------ DOCUMENT EXCERPT ------

Financial implications

“The Green Paper speaks of ‘unprecedented investment’ in SEND which is ‘not financially sustainable’, nor delivering better outcomes for Disabled pupils. But how this investment is spent has not been mentioned, nor whether it is enough for the size of the need.

“Disabled people are living longer. Big figures trumpeted as ‘unprecedented investment’ do not show how much resource is still needed. It is wholly inappropriate to attempt to reframe investment as significant, when, per capita, and appropriate to need, it is still absolutely inadequate. The Government does not recognise that a penny saved now results in pounds spent later, as Disabled children failed now will never reach the qualification benchmarks necessary for future employment.

“Over a quarter of a billion (£253m) has been spent by Local Authorities on fighting parents in SEND tribunals since 2014. 95% of these go in favour of the parents. This is SEND ‘investment’ – but the money has been spent in entirely the wrong areas. If the Government focused less on how much it is spending and more on the needs of Disabled children, perhaps funds would make it into providing meaningful support and access to education, which would result in the better outcomes for Disabled pupils we all wish to see.

“These are all red flags in terms of whether SEND provision can be improved for over a million children in the UK.”

You can view supporting resources to help understand the green paper at gov.uk. The government press release on the Review and consultation is here.

------

**DIRECTION 1:**
In the passage on SEND funding, how much have Local Authorities spent on fighting parents in SEND tribunals since 2014?
**DIRECTION 2:**
Write a continuation of the passage on SEND funding, picking up after its final sentence.

------ ENTRIES SUPPLIED ------

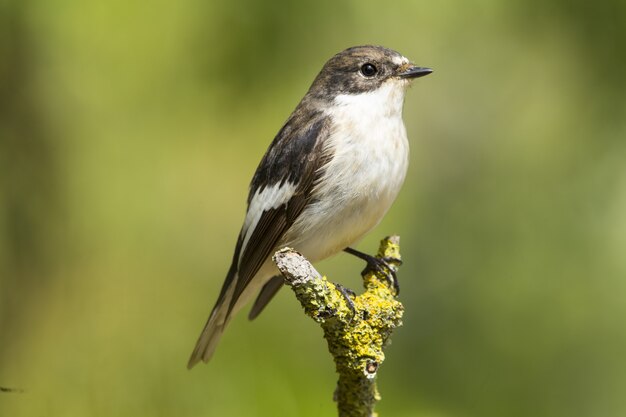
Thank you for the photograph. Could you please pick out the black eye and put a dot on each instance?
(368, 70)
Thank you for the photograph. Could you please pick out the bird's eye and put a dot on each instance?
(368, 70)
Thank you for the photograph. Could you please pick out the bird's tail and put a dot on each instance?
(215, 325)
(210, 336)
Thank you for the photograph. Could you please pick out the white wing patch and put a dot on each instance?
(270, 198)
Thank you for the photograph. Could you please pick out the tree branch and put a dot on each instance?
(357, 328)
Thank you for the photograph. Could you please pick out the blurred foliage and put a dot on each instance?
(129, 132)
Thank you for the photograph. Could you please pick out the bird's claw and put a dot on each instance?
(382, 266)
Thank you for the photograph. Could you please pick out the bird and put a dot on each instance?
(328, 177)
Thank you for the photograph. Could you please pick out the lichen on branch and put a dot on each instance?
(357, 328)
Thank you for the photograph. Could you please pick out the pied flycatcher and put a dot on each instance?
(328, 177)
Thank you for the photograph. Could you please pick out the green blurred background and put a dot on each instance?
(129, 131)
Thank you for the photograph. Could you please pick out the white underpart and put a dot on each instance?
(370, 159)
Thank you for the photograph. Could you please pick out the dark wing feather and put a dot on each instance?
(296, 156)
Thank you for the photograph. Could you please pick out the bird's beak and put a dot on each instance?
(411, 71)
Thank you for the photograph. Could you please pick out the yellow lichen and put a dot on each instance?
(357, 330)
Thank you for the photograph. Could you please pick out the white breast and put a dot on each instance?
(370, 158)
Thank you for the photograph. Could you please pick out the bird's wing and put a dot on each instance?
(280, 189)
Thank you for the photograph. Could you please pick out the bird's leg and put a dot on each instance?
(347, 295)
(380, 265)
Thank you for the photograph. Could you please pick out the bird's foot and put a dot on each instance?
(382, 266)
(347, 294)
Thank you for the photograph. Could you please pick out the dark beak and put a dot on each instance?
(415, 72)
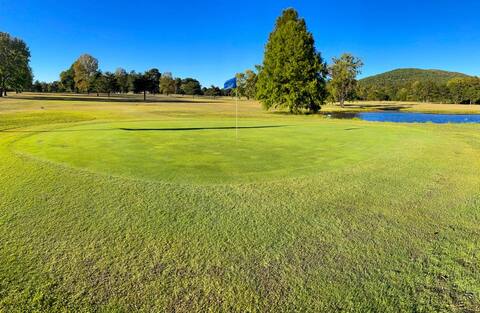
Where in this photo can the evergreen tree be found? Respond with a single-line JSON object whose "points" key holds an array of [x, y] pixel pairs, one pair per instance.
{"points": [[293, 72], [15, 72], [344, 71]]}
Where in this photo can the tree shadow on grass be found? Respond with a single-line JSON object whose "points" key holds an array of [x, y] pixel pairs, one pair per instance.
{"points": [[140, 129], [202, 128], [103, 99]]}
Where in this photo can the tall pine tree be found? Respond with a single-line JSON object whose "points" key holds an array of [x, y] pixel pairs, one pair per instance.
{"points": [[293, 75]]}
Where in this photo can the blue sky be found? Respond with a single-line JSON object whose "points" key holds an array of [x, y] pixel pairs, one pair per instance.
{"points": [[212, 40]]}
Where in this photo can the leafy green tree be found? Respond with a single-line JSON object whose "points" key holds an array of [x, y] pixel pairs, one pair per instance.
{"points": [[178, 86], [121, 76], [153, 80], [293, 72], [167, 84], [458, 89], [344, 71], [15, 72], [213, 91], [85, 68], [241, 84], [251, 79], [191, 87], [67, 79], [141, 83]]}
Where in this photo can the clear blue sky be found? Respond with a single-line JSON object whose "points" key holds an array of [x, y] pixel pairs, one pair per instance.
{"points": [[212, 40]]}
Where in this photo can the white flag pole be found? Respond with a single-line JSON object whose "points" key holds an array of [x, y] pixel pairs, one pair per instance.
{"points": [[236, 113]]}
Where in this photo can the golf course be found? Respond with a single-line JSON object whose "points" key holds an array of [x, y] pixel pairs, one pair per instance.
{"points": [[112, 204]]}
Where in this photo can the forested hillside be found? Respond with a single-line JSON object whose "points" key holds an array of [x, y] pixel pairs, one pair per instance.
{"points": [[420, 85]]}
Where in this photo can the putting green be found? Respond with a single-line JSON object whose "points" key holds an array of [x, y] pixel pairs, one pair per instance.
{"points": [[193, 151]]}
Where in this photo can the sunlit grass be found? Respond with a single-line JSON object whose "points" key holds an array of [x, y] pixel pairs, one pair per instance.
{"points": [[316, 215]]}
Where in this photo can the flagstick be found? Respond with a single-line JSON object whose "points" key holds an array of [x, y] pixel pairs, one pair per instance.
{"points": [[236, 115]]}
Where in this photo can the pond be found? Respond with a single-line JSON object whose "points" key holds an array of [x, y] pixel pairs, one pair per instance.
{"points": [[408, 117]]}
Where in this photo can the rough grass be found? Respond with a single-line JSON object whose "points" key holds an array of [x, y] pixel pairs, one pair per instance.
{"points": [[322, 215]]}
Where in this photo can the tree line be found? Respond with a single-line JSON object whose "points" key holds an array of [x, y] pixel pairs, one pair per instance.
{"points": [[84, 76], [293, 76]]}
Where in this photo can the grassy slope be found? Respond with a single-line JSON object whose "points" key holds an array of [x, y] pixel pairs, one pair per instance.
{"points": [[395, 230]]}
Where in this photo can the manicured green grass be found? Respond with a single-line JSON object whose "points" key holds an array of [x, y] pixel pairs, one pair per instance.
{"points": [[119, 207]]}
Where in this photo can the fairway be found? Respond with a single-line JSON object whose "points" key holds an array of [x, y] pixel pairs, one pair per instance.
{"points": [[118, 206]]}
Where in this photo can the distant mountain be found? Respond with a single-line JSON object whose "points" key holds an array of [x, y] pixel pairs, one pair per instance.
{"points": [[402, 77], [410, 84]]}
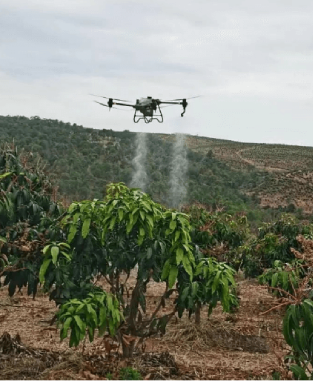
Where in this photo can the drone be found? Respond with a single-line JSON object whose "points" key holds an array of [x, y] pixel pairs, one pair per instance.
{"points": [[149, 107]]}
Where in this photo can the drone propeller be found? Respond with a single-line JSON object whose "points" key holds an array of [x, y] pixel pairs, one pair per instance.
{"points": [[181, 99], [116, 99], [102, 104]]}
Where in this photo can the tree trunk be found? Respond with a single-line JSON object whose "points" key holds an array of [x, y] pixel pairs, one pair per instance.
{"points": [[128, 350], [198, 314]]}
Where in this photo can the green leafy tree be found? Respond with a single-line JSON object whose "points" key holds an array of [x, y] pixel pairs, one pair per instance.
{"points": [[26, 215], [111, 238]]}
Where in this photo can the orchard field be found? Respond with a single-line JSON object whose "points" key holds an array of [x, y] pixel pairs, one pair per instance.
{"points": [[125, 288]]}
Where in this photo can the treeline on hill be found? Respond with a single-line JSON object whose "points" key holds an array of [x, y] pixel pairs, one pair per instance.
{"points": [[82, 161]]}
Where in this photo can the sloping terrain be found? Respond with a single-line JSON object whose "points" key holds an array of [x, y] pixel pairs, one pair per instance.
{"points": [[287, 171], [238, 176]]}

------
------ ENTRIES SUPPLIED ------

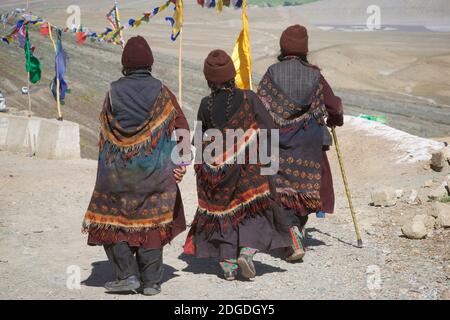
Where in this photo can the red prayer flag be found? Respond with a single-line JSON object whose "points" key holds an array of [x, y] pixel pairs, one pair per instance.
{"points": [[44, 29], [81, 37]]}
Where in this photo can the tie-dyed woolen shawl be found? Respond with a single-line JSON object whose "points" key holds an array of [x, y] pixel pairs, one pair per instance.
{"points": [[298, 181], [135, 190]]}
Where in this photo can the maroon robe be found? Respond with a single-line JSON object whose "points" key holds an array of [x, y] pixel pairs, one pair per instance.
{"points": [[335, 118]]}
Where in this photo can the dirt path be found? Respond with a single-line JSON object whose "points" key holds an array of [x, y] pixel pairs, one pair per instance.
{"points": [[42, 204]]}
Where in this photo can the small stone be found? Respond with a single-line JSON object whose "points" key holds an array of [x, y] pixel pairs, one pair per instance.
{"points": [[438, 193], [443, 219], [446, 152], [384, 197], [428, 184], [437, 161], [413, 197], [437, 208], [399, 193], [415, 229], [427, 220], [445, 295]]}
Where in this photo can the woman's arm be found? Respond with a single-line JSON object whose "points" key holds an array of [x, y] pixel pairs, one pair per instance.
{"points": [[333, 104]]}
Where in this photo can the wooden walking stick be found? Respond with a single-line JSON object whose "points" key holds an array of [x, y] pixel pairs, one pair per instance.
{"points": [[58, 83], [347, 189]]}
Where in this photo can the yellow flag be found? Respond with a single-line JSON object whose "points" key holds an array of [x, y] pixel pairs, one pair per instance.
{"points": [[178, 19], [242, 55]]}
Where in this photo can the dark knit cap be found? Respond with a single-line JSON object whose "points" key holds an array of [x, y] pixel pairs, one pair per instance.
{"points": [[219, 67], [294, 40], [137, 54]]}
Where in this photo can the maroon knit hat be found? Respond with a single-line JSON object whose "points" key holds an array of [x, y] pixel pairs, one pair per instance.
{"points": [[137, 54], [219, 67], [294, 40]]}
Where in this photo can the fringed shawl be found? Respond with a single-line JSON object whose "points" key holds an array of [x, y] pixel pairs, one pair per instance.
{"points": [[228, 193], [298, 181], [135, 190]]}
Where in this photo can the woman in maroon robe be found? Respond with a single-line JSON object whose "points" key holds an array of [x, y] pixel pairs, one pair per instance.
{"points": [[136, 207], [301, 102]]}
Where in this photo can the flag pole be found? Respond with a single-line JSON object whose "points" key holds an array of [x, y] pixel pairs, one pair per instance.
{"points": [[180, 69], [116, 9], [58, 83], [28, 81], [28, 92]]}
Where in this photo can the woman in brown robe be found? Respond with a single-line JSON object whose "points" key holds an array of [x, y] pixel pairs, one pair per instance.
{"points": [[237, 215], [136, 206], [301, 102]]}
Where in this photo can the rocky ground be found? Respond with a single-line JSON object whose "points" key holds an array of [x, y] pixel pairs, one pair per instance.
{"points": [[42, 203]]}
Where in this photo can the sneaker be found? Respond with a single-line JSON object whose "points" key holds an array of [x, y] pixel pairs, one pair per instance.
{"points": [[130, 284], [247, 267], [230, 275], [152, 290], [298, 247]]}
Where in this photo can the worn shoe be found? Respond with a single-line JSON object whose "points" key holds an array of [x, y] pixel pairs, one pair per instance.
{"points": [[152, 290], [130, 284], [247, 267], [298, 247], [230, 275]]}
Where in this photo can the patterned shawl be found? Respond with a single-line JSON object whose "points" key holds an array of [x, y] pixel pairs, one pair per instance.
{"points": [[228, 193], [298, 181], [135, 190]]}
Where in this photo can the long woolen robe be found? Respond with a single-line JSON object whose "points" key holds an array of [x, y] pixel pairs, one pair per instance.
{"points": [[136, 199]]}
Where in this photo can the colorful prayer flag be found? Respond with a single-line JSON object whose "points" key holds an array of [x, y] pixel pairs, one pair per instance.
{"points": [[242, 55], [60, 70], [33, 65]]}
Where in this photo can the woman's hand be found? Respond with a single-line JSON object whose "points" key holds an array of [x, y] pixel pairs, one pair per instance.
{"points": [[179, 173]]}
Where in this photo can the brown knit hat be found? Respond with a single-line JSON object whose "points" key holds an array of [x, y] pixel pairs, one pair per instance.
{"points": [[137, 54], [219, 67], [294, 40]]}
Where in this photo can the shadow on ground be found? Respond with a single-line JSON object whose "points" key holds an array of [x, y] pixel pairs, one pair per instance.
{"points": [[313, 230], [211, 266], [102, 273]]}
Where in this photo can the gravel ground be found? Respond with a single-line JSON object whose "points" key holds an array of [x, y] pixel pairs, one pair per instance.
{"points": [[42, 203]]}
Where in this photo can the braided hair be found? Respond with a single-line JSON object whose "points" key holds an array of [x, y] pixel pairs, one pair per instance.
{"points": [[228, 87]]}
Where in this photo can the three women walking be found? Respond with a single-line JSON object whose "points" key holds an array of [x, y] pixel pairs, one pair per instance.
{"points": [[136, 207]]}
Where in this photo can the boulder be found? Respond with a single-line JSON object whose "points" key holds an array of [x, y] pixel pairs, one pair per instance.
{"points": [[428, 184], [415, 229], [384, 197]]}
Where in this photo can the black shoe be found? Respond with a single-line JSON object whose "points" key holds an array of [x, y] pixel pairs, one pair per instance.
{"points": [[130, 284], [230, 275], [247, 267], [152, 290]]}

------

**RESPONSE 1:**
Over a quarter of a billion pounds (£253m).

**RESPONSE 2:**
Schools White Paper still fails to recognise difference between truancy and school refusing

The Government has released its Schools White Paper. DR UK CEO Kamran Mallick said: “The White Paper on schools released this week does not recognise a difference between school refusal due to mental health reasons and disability, and truancy.

“Schools are in complete meltdown when it comes to SEND. Teachers are at breaking point, there is a major lack of learning support assistants, families are in crisis, and children are being driven into untreated states of depression and anxiety, as well as having their life chances diminished to a vanishing point because of systemic failures to provide meaningful, well-funded, personalised support.

“The Government is fixated on Victorian values and Victorian ways of rote teaching en masse. This does not work for Disabled children who need personalised provision. One size doesn’t remotely fit all, when it comes to teaching, one size actively damages children, and that damage lasts a lifetime.

“The Government needs to start seeing developmental and behavioural challenges as flags that children do not feel safe and need much higher levels of support rather than punishment.

“The White Paper hints that the Government is going to clamp down on behaviour rather than lift up Disabled pupils. Challenging behaviour normally has its roots in additional needs, trauma, or school experience. This is not recognised at all in the White Paper. Seeing children’s behaviour as anti-social rather than as an often unavoidable dysregulated response to a lack of proper support for disability, is going to compound current problems for many pupils.”

Special Needs Jungle has published a guide to the White Paper.

Huge costs for social care for working age Disabled people

The Health and Care Bill returns to the House of Commons this week with the Government expected to vote to overturn the House of Lords’ prior decision on amending the care cap so that anyone under 40 would not have to contribute costs towards their future care.

The Lords supported the Dilnot Commission report into health and social care, which proposed that anyone under 40 does not have to contribute, as they largely have not built up assets.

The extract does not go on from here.